Rewrite the records below with "Trace" in place of every occurrence of "Draw", leaving all other text unchanged. Omit the pictures from your output.

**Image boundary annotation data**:
** Start **

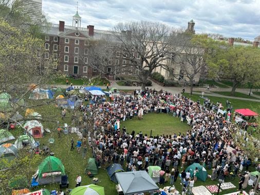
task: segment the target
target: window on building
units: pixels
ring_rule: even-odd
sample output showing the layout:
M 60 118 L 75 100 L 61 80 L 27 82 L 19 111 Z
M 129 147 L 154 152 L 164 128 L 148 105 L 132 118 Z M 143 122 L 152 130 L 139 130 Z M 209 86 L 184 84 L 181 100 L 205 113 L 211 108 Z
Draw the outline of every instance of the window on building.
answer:
M 57 44 L 53 45 L 53 51 L 58 51 L 58 45 Z
M 85 55 L 87 55 L 88 54 L 88 48 L 85 48 L 85 50 L 84 51 L 84 54 Z
M 64 52 L 68 53 L 69 51 L 69 46 L 65 46 L 64 47 Z
M 44 58 L 45 59 L 49 59 L 49 53 L 44 53 Z
M 87 66 L 83 66 L 83 72 L 87 72 Z
M 75 47 L 74 52 L 75 53 L 79 53 L 79 48 L 78 47 Z
M 78 56 L 74 57 L 74 63 L 79 63 L 79 57 L 78 57 Z
M 67 71 L 68 70 L 68 66 L 67 64 L 64 65 L 64 71 Z
M 64 62 L 69 62 L 69 56 L 68 55 L 64 55 Z
M 48 43 L 46 43 L 45 44 L 45 49 L 46 50 L 48 50 L 50 48 L 50 44 L 49 44 Z
M 58 53 L 53 53 L 53 60 L 58 60 Z
M 87 64 L 88 62 L 88 59 L 86 57 L 84 58 L 84 63 Z

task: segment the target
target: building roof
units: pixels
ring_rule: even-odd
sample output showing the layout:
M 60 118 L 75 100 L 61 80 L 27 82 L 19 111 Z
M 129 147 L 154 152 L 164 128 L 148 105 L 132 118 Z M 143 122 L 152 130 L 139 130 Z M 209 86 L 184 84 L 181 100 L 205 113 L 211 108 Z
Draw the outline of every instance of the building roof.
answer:
M 78 13 L 78 11 L 77 12 L 76 14 L 73 16 L 73 17 L 81 17 L 79 15 L 79 13 Z

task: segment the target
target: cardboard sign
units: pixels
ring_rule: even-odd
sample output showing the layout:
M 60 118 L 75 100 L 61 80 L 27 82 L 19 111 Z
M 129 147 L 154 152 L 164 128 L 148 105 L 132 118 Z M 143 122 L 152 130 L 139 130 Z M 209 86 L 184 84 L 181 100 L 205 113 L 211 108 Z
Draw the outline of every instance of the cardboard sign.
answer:
M 160 170 L 156 170 L 153 171 L 153 178 L 159 178 L 160 177 Z
M 210 190 L 211 193 L 217 192 L 218 190 L 218 186 L 216 185 L 211 185 L 210 186 L 206 186 L 207 188 Z M 219 189 L 219 191 L 221 191 L 221 189 Z
M 33 191 L 26 193 L 25 195 L 43 195 L 43 190 Z
M 222 189 L 227 189 L 230 188 L 235 188 L 236 187 L 231 182 L 222 183 L 221 184 L 220 188 Z
M 192 193 L 194 195 L 211 195 L 211 193 L 203 186 L 193 187 Z

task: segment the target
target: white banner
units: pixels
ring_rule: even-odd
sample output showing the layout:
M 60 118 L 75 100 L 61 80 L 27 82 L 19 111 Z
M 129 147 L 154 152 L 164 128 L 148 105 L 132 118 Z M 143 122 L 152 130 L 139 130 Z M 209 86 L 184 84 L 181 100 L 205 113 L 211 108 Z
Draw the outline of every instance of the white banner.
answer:
M 194 195 L 211 195 L 211 193 L 203 186 L 193 187 L 192 193 Z
M 222 183 L 221 184 L 220 188 L 222 189 L 227 189 L 234 188 L 235 186 L 231 182 Z
M 43 195 L 43 190 L 40 190 L 38 191 L 33 191 L 32 192 L 29 192 L 26 193 L 25 195 Z

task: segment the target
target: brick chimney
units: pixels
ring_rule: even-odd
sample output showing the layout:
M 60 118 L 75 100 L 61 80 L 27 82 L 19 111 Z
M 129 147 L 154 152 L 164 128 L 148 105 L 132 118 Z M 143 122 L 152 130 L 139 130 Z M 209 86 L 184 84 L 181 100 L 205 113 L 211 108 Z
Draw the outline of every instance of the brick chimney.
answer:
M 235 39 L 234 38 L 229 38 L 229 45 L 233 46 L 234 45 L 234 41 Z
M 253 42 L 253 47 L 258 47 L 259 42 L 258 41 L 254 41 Z
M 87 26 L 87 28 L 88 29 L 88 35 L 91 36 L 94 36 L 94 26 L 88 25 Z
M 65 26 L 64 21 L 60 21 L 60 23 L 59 24 L 59 31 L 64 32 L 64 26 Z

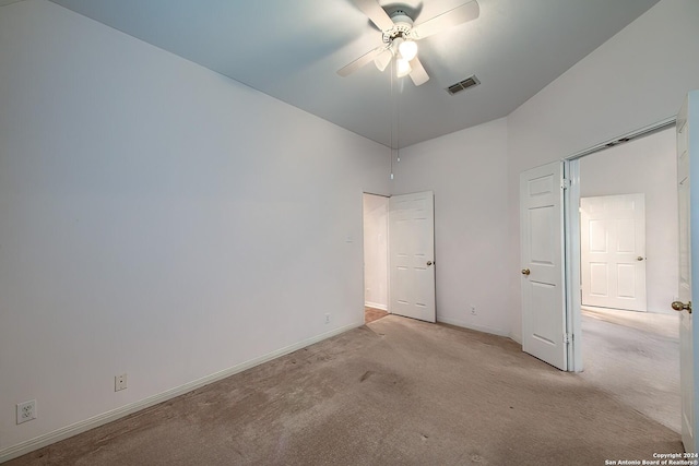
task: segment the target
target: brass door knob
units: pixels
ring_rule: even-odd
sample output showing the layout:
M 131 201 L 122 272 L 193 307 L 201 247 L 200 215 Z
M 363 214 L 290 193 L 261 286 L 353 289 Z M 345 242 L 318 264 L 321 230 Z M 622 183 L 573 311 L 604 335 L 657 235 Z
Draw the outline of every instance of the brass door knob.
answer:
M 674 301 L 671 306 L 675 311 L 687 311 L 691 314 L 691 301 L 688 301 L 686 304 L 682 301 Z

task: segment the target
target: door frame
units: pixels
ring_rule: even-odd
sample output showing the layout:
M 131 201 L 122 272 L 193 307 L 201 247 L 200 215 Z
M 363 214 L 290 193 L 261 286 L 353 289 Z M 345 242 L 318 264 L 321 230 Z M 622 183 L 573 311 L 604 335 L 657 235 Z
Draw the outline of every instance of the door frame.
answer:
M 641 128 L 609 141 L 596 144 L 564 158 L 564 176 L 568 179 L 568 189 L 564 193 L 564 238 L 566 242 L 566 326 L 572 335 L 568 345 L 568 370 L 581 372 L 582 367 L 582 313 L 580 295 L 580 159 L 617 144 L 675 126 L 677 118 L 671 117 L 654 124 Z

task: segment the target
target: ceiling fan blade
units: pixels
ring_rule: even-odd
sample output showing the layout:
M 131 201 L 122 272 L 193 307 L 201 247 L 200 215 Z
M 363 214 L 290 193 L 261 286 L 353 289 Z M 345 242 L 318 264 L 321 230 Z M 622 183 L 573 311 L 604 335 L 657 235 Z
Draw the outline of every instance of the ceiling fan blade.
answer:
M 481 14 L 481 7 L 475 0 L 439 14 L 424 23 L 417 24 L 411 31 L 411 37 L 414 39 L 424 39 L 433 34 L 448 29 L 452 26 L 475 20 Z
M 370 51 L 366 52 L 365 55 L 363 55 L 362 57 L 357 58 L 352 63 L 350 63 L 350 64 L 347 64 L 345 67 L 342 67 L 340 70 L 337 70 L 337 74 L 340 74 L 342 77 L 348 76 L 350 74 L 352 74 L 355 71 L 357 71 L 359 68 L 364 67 L 367 63 L 370 63 L 384 49 L 386 49 L 386 46 L 381 46 L 381 47 L 377 47 L 374 50 L 370 50 Z
M 429 75 L 417 57 L 411 60 L 411 68 L 413 69 L 413 71 L 411 71 L 411 80 L 413 80 L 413 84 L 419 86 L 420 84 L 425 84 L 429 81 Z
M 378 0 L 353 0 L 354 4 L 381 31 L 393 27 L 391 16 L 381 8 Z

** End **

**Written response**:
task: segment the target
target: window on building
units: pixels
ring_rule: even-odd
sample output showing the layout:
M 60 118 L 75 100 L 61 80 L 27 82 L 19 111 Z
M 129 147 L 154 152 L 164 128 L 148 105 L 132 118 Z M 143 122 L 152 130 L 139 130 Z M 209 86 L 184 84 L 181 100 L 205 113 L 211 108 Z
Trace the outline of every instance of the window on building.
answer:
M 57 44 L 53 45 L 53 51 L 58 51 L 58 45 Z
M 85 55 L 87 55 L 88 54 L 88 48 L 85 48 L 85 50 L 84 51 L 84 54 Z
M 64 52 L 68 53 L 69 51 L 69 46 L 65 46 L 64 47 Z
M 44 58 L 45 59 L 49 59 L 49 53 L 44 53 Z
M 87 66 L 83 66 L 83 72 L 87 72 Z
M 75 47 L 74 52 L 75 53 L 79 53 L 79 48 L 78 47 Z
M 78 56 L 74 57 L 74 63 L 79 63 L 79 57 L 78 57 Z
M 67 71 L 68 70 L 68 66 L 67 64 L 64 65 L 64 71 Z
M 64 62 L 69 62 L 69 56 L 68 55 L 64 55 Z
M 48 43 L 46 43 L 45 44 L 45 49 L 46 50 L 48 50 L 50 48 L 50 44 L 49 44 Z
M 58 53 L 53 53 L 53 60 L 58 60 Z
M 87 64 L 88 62 L 88 59 L 86 57 L 84 58 L 84 63 Z

task: segment the target
target: building roof
units: pixels
ring_rule: even-odd
sample output showing the layout:
M 60 118 L 75 100 L 61 80 L 27 82 L 19 111 Z
M 129 147 L 154 152 L 164 128 L 148 105 L 132 118 Z M 143 122 L 152 130 L 139 130 Z M 209 86 L 184 84 L 181 100 L 205 113 L 211 108 Z
Trace the outline of every instance of the building roof.
answer:
M 78 13 L 78 11 L 77 12 L 76 14 L 73 16 L 73 17 L 81 17 L 79 15 L 79 13 Z

task: segment the target
target: cardboard sign
units: pixels
ring_rule: even-odd
sample output showing the layout:
M 60 118 L 75 100 L 61 80 L 27 82 L 19 111 Z
M 129 147 L 154 152 L 164 128 L 148 105 L 132 118 Z M 143 122 L 152 130 L 139 130 Z M 209 86 L 184 84 L 181 100 L 205 113 L 211 108 Z
Trace the outline of every instance of the cardboard sign.
answer:
M 160 170 L 156 170 L 153 171 L 153 178 L 159 178 L 160 177 Z
M 210 190 L 211 193 L 217 192 L 218 190 L 218 186 L 216 185 L 211 185 L 210 186 L 206 186 L 207 188 Z M 219 189 L 219 191 L 221 191 L 221 189 Z
M 33 191 L 26 193 L 25 195 L 43 195 L 43 190 Z
M 222 189 L 227 189 L 230 188 L 235 188 L 236 187 L 231 182 L 222 183 L 221 184 L 220 188 Z
M 192 193 L 194 195 L 211 195 L 211 193 L 203 186 L 193 187 Z

task: segment the target
target: white banner
units: pixels
ring_rule: even-odd
sample output showing the layout:
M 60 118 L 75 100 L 61 80 L 27 82 L 19 111 Z
M 129 147 L 154 152 L 164 128 L 148 105 L 132 118 Z M 143 122 L 152 130 L 139 130 Z M 209 86 L 184 84 L 181 100 L 205 113 L 211 108 Z
Trace the outline of every instance of the white banner.
answer:
M 194 195 L 211 195 L 211 193 L 203 186 L 193 187 L 192 193 Z
M 222 183 L 221 184 L 220 188 L 222 189 L 227 189 L 234 188 L 235 186 L 231 182 Z
M 43 195 L 43 190 L 40 190 L 38 191 L 33 191 L 32 192 L 29 192 L 26 193 L 25 195 Z

task: segment the target
target: brick chimney
units: pixels
ring_rule: even-odd
sample output showing the layout:
M 60 118 L 75 100 L 61 80 L 27 82 L 19 111 Z
M 129 147 L 154 152 L 164 128 L 148 105 L 132 118 Z M 143 122 L 152 130 L 139 130 Z M 209 86 L 184 84 L 181 100 L 205 113 L 211 108 Z
Trace the outline of every instance of the brick chimney.
answer:
M 235 39 L 234 38 L 229 38 L 229 45 L 233 46 L 234 45 L 234 41 Z
M 253 42 L 253 47 L 258 47 L 259 42 L 258 41 L 254 41 Z
M 87 26 L 87 28 L 88 29 L 88 35 L 91 36 L 94 36 L 94 26 L 88 25 Z
M 65 26 L 64 21 L 60 21 L 60 23 L 59 24 L 59 31 L 64 32 L 64 26 Z

task: segment the target
target: brass door knob
units: pixels
ring_rule: even-odd
sample output showing the layout:
M 131 201 L 122 272 L 193 307 L 201 247 L 200 215 Z
M 363 214 L 290 193 L 261 286 L 353 289 Z M 345 242 L 318 264 L 321 230 Z M 622 183 L 573 311 L 604 335 L 657 235 Z
Trace the outline of every instance of the brass door knob.
answer:
M 674 301 L 671 306 L 675 311 L 687 311 L 691 314 L 691 301 L 688 301 L 686 304 L 682 301 Z

task: segment the target
target: door frame
units: pixels
ring_rule: even-odd
sample output showing the layout:
M 131 201 L 122 272 L 193 307 L 201 247 L 200 215 Z
M 363 214 L 290 193 L 261 286 L 353 289 Z M 345 242 L 318 264 L 321 230 Z M 622 183 L 573 311 L 604 335 L 657 235 Z
Trace the outline of every instance of the door frame.
answer:
M 641 128 L 609 141 L 596 144 L 564 158 L 564 176 L 568 179 L 568 189 L 564 193 L 564 238 L 566 242 L 566 326 L 572 335 L 568 345 L 568 370 L 581 372 L 582 367 L 582 313 L 580 295 L 580 159 L 617 144 L 675 126 L 677 118 L 671 117 L 654 124 Z

task: segment the target
target: ceiling fan blade
units: pixels
ring_rule: even-odd
sample output showing the layout:
M 131 201 L 122 272 L 193 307 L 201 247 L 200 215 Z
M 363 214 L 290 193 L 261 286 L 353 289 Z M 345 242 L 318 264 L 321 230 Z M 622 183 L 573 311 L 604 335 L 657 235 Z
Trace the outline of every instance of the ceiling fan blade.
answer:
M 481 14 L 481 7 L 475 0 L 439 14 L 424 23 L 417 24 L 411 31 L 411 37 L 414 39 L 424 39 L 433 34 L 448 29 L 452 26 L 475 20 Z
M 370 51 L 366 52 L 365 55 L 363 55 L 362 57 L 357 58 L 352 63 L 350 63 L 350 64 L 347 64 L 345 67 L 342 67 L 340 70 L 337 70 L 337 74 L 340 74 L 342 77 L 348 76 L 350 74 L 352 74 L 355 71 L 357 71 L 359 68 L 364 67 L 367 63 L 370 63 L 384 49 L 386 49 L 386 46 L 381 46 L 381 47 L 377 47 L 374 50 L 370 50 Z
M 429 75 L 417 57 L 411 60 L 411 68 L 413 69 L 413 71 L 411 71 L 411 80 L 413 80 L 413 84 L 419 86 L 420 84 L 425 84 L 429 81 Z
M 378 0 L 353 0 L 354 4 L 381 31 L 393 27 L 391 16 L 381 8 Z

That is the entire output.